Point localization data
+--

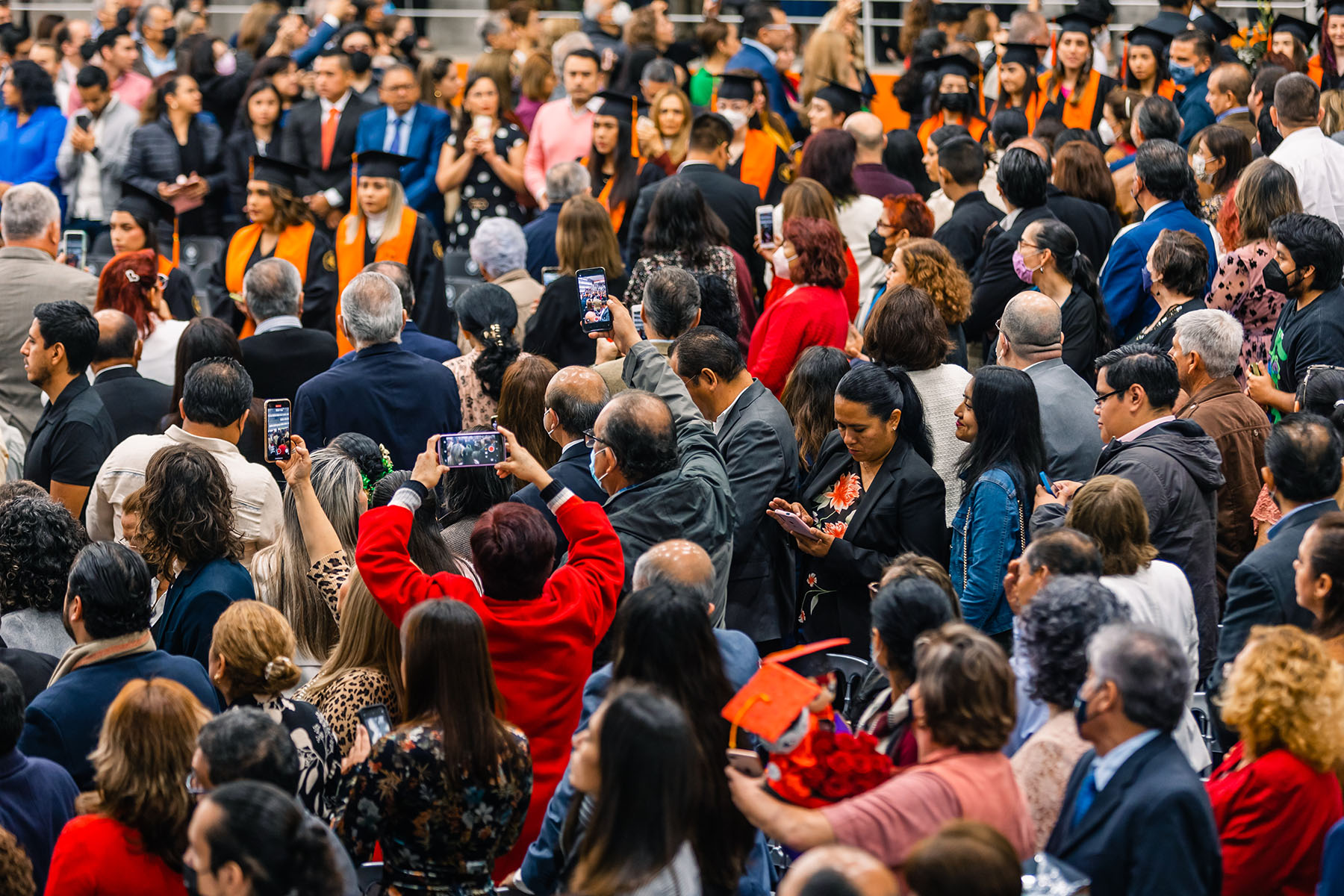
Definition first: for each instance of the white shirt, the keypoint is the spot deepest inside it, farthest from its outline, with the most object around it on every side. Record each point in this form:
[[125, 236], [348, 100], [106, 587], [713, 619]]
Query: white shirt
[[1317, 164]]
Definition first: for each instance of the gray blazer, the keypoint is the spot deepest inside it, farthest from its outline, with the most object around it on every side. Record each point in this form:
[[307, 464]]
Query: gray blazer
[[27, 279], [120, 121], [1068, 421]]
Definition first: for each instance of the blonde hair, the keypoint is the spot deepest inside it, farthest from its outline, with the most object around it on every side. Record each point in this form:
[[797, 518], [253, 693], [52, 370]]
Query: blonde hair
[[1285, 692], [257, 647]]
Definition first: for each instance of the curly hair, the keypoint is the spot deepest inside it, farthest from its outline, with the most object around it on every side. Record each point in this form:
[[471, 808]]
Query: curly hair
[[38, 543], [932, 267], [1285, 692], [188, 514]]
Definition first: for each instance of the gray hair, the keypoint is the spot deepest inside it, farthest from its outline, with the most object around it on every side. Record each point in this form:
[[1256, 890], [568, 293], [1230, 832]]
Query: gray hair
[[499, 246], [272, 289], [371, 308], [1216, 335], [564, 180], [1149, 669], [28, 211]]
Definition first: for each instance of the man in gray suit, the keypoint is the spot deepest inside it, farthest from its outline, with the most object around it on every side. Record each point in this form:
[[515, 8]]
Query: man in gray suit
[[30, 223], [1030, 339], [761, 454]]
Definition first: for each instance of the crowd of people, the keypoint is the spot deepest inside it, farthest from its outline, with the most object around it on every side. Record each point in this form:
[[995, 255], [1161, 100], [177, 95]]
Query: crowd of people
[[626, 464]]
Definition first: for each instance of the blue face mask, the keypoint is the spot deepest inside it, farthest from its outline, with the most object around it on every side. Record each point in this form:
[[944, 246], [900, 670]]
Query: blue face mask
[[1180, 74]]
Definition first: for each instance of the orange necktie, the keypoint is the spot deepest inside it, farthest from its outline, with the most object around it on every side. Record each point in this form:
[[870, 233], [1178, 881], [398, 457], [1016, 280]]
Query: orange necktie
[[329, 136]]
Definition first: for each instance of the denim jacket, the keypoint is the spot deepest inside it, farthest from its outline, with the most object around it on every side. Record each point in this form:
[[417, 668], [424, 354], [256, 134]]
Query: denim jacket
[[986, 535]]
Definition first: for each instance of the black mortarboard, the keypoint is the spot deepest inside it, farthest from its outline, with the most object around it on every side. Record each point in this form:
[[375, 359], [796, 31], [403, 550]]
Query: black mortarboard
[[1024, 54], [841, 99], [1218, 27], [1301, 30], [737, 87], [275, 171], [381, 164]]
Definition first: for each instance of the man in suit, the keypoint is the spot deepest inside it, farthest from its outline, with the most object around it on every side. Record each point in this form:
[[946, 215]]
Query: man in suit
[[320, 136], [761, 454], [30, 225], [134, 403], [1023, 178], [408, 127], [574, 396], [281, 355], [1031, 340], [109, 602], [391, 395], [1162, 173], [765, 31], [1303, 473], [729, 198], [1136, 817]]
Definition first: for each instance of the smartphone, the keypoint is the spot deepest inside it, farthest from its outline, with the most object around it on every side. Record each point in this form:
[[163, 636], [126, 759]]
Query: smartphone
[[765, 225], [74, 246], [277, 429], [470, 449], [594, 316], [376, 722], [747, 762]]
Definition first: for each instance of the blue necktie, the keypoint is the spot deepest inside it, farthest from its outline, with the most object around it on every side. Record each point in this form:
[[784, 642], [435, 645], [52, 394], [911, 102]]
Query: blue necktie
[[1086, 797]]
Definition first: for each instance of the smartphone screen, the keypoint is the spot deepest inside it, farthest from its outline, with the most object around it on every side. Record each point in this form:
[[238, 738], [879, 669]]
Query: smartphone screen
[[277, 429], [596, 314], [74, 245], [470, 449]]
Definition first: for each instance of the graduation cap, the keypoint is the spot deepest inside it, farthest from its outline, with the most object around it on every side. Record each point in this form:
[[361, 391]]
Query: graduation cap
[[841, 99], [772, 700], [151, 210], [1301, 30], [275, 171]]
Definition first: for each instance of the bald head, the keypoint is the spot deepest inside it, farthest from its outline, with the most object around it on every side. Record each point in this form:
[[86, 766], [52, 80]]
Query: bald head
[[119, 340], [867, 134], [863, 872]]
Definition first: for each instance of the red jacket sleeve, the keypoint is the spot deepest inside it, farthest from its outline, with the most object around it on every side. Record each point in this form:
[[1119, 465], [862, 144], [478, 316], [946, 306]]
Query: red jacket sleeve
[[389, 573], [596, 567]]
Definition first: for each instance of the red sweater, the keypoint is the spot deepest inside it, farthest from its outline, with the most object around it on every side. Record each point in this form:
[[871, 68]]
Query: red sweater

+--

◆ **Required work**
You are asked to reproduce word for word the line containing "Query: bald head" and every subsequent line through the end of the entries.

◆ **Answer space**
Query: bald head
[[119, 340], [867, 134], [863, 872]]
Definition first: for each instance of the red jacket sleeve, the keypoint is the spot deepest inside it, farthest from its outline, with the most object around it on every side. Record each point in this form:
[[1119, 465], [862, 144], [478, 316], [946, 306]]
Query: red jacket sleeve
[[389, 573], [596, 567]]
Definition first: for each instance of the red sweater, the keypoint is the spot deepest inside it, farthest from its outline, with the most object around it on every side. Record each point in this form:
[[871, 68]]
Query: red sweater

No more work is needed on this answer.